Collection entries
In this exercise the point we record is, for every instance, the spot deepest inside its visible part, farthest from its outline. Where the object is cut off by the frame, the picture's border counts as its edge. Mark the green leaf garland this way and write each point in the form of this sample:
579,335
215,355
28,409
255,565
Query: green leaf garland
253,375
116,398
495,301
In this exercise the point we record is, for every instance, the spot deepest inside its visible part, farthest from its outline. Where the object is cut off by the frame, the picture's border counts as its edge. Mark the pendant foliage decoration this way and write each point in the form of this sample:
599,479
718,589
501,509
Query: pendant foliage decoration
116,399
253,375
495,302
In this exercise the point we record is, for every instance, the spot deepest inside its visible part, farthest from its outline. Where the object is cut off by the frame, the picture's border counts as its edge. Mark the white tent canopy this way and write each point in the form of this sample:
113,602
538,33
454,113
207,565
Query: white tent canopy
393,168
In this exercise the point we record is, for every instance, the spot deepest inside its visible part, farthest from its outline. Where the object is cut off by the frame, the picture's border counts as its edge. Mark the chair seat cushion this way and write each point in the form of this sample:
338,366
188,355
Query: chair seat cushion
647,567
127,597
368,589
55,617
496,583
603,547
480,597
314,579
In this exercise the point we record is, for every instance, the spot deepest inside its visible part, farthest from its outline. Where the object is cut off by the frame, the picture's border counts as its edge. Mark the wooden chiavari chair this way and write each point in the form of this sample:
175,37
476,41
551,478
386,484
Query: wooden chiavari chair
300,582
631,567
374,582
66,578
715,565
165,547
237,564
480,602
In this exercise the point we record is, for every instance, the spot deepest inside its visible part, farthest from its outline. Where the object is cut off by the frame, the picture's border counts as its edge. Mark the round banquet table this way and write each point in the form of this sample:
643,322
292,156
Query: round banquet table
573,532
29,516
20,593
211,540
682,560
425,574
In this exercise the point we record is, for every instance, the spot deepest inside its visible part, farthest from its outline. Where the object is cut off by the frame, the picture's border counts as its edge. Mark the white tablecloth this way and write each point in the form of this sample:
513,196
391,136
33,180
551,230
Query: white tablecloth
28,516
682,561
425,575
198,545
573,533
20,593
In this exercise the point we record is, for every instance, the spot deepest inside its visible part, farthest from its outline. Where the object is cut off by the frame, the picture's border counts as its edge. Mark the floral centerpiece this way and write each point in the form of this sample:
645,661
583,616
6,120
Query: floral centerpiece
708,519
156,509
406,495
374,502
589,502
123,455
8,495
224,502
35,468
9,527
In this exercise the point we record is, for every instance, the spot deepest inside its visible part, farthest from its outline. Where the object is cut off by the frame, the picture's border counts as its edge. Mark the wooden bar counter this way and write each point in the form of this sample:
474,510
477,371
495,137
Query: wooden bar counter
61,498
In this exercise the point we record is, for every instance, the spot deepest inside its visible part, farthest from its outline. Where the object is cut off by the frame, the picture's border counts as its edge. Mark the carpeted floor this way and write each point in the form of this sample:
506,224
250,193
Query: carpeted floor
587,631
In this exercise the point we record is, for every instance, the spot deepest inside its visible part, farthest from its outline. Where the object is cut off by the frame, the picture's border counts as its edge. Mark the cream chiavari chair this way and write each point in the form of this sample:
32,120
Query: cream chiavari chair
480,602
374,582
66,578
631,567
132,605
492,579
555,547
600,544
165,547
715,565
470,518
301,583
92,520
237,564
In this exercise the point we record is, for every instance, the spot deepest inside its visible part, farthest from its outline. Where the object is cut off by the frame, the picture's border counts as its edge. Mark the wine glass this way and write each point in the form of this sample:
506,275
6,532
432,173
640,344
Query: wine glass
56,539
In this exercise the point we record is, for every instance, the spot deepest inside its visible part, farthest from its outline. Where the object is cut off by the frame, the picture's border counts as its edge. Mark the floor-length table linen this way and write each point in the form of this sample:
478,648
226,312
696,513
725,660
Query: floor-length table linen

_AIM OF THE EXERCISE_: Give the data again in full, exactly.

_ANSWER BOX_:
In this exercise the point we record is, for every instance, the spot deepest inside its visible part, farthest from its outline. Where the object is cut off by the frame, the picture's border counts as its edge. Mark the green leaf garland this way and write each point in the form of this sample:
579,335
215,355
28,409
255,565
Query: green leaf garland
253,375
116,398
495,301
In this exercise the point we record is, for every instance, the spot deepest inside its visible part, farthest from its outline. Where the object is cut off by the frame, the picture's border counts as its edge. Mark the pendant foliage decoration this way and write each point in the form of this sample:
599,479
718,589
501,509
Query: pendant foliage decoration
116,399
253,375
495,302
In this exercise the point we record is, for every instance, the spot deepest inside its visible part, farthest from its outline. Where the object is cut off by the frame, the picture's border counts as its edge. Mark the white tent canopy this way and write each point in the form of this sample:
113,602
538,33
454,113
207,565
Query: white tent canopy
393,168
In this exercise the point we record is, for every instance, the spot deepest inside its visible part, farthest from its outline. Where the object is cut off by the frame, the picture's border counts as its edge. Mark the chair seat cushion this way and write each point in the form of this sample:
338,366
188,355
Query: chair seat cushion
647,567
127,597
368,589
55,617
496,583
603,547
480,597
314,579
In this exercise the point we record is, for every instance, the spot deepest inside its visible part, farthest from its outline. Where the object is cut off by the frame, the picture's border counts as its edge. Mark the wooden chiavari chair this way and write each point in the form of this sample:
175,37
476,41
551,478
386,484
Query: wooden chiavari chair
300,582
631,567
374,582
66,578
715,565
165,547
237,564
480,602
In this exercise the point we record is, for every instance, the spot deepest inside its visible part, farthest from its outline. Where the object is cut off by the frame, the picture's border counts as its edge. Mark the round banquet table this way and write each point in the form of this sample:
643,322
292,156
Query: round banquet table
573,532
29,516
20,593
211,540
682,560
425,574
In this exercise the point we record is, for every instance, the spot deepest inside its visible part, farthest from its outline. Where the object is cut off by the frame, the picture's border counts as its edge. Mark the white tablecloth this way and write each point in the form of this sample:
513,196
391,136
33,180
551,230
Query: white tablecloth
28,516
682,561
425,575
198,545
573,533
20,593
In this exercise the point we record is, for every instance, the spot deepest inside its visible part, farthest from its outline. Where the object is cut off by the frame, the picture's border counts as its edge. Mark the floral centerpiece this way and write each point in the form of this sample:
645,661
583,616
6,120
Query: floral centerpiece
708,519
156,509
406,495
374,502
589,502
123,455
8,495
224,502
35,468
9,527
In this exercise the point we record is, for every instance, the spot deepest inside its visible part, farthest from its outline. Where the object is cut off by the frame, the picture's border counts as its edge. Mark the wooden bar counter this way and write each point in the form of this sample:
474,510
477,371
495,137
Query: wooden bar counter
61,498
In this exercise the point we record is, for every instance, the spot deepest inside its visible part, farthest from its outline. Where the object is cut off by the frame, the picture's border counts as its edge. Mark the carpeted floor this way and write each point in the form of this sample:
506,224
250,193
Query: carpeted floor
587,631
In this exercise the point we record is, for every instance, the spot deepest inside its visible part, farthest from its outline. Where the object is cut off by the frame, the picture's border counts as its edge. Mark the cream chiavari chair this way and write each point in the form of this sample:
32,120
Query: cream chiavari chair
480,602
374,582
66,578
631,567
132,605
492,579
555,547
600,544
165,547
715,565
470,518
301,583
92,520
237,564
In this exercise the point we record is, for every instance, the spot deepest inside its visible part, farthest from its outline. Where the object is cut off by the frame, the picture's border counts as its edge. Mark the wine glass this way and write each point in the form of this sample:
506,275
6,532
432,173
640,344
Query: wine glass
56,539
In this exercise the point we record is, for every instance, the spot deepest inside its visible part, farthest from its outline. Where the object is cut off by the frame, the picture's border counts as its edge. Mark the floor-length table linen this way and write each point in the form of this sample:
478,648
226,312
696,513
725,660
Query: floor-length table linen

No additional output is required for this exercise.